Task requirements:
Starting at the line containing "Check that each instance of the glass" and ending with the final line of the listing, reproduce every line in full, offsetting each x and y coordinate by adding 59 to it.

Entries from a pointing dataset
-- Begin --

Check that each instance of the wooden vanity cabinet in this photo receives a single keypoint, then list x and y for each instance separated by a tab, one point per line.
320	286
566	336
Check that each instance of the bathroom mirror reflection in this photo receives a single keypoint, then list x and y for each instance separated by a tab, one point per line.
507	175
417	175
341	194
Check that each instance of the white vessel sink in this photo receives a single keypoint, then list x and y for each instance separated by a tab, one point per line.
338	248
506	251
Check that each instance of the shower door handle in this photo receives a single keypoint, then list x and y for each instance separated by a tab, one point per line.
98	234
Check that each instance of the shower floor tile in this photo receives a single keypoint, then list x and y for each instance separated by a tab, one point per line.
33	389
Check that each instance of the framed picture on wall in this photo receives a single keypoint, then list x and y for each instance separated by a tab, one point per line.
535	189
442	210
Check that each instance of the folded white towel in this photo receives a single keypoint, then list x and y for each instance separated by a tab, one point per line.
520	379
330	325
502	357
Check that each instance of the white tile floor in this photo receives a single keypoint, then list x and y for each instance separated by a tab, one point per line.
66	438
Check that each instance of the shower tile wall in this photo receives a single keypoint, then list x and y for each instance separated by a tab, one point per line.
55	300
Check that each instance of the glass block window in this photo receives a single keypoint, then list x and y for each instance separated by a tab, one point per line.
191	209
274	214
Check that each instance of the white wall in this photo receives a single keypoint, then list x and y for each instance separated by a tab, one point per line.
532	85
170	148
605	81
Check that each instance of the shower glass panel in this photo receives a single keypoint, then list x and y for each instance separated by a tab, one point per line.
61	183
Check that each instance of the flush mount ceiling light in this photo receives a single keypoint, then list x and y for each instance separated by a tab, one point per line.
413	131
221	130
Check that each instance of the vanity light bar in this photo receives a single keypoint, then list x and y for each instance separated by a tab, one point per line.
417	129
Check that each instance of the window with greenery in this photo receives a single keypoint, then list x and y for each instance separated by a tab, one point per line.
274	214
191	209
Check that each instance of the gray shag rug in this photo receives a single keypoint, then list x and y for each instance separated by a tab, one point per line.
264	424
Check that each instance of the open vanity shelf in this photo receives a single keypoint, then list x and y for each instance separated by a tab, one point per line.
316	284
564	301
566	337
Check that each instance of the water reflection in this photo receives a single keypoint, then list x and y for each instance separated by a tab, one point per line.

-- End --

Task response:
Check that each instance of the glass block window in this photo receives a single keypoint, then list x and y for each instance separated by a tab, one point per line.
250	268
333	273
Check that each instance of the white wall in this photo receives a single keypoint, then list x and y for each instance separated by a tab, one point per line.
591	144
229	207
664	140
Check that each instance of the shower glass panel in this photo receives a single keypoint, then list x and y for each instance separated by a tab, one point per line.
120	242
Check that each instance of the flush mount ceiling light in this photo receives a single keypoint, then list x and y for each instance separated by a tab, one point per line.
472	190
280	189
Check that each instance of the vanity light bar in this photo receives a single keypoint, then list x and y for each instance separated by a tab, one point per line.
476	188
Check that each instance of the window with greenery in this photo receives a single keypoint, then list x and y for each instance separated by a tab, one point per line.
333	273
250	268
Check that each instance of the gray shag rug in this photo receives a single keypoint, then list x and y for each instance separated by a tab, one point per line.
323	483
Check that each instance of the open vanity shelf in this photo receives a single keypoint, then list x and y for each instance separated by a tab, one point per line.
375	343
623	360
625	396
Check that each instance of the water reflection in this photo receives a single keypoint, then list x and y for each instance separated by a tab, one point per line.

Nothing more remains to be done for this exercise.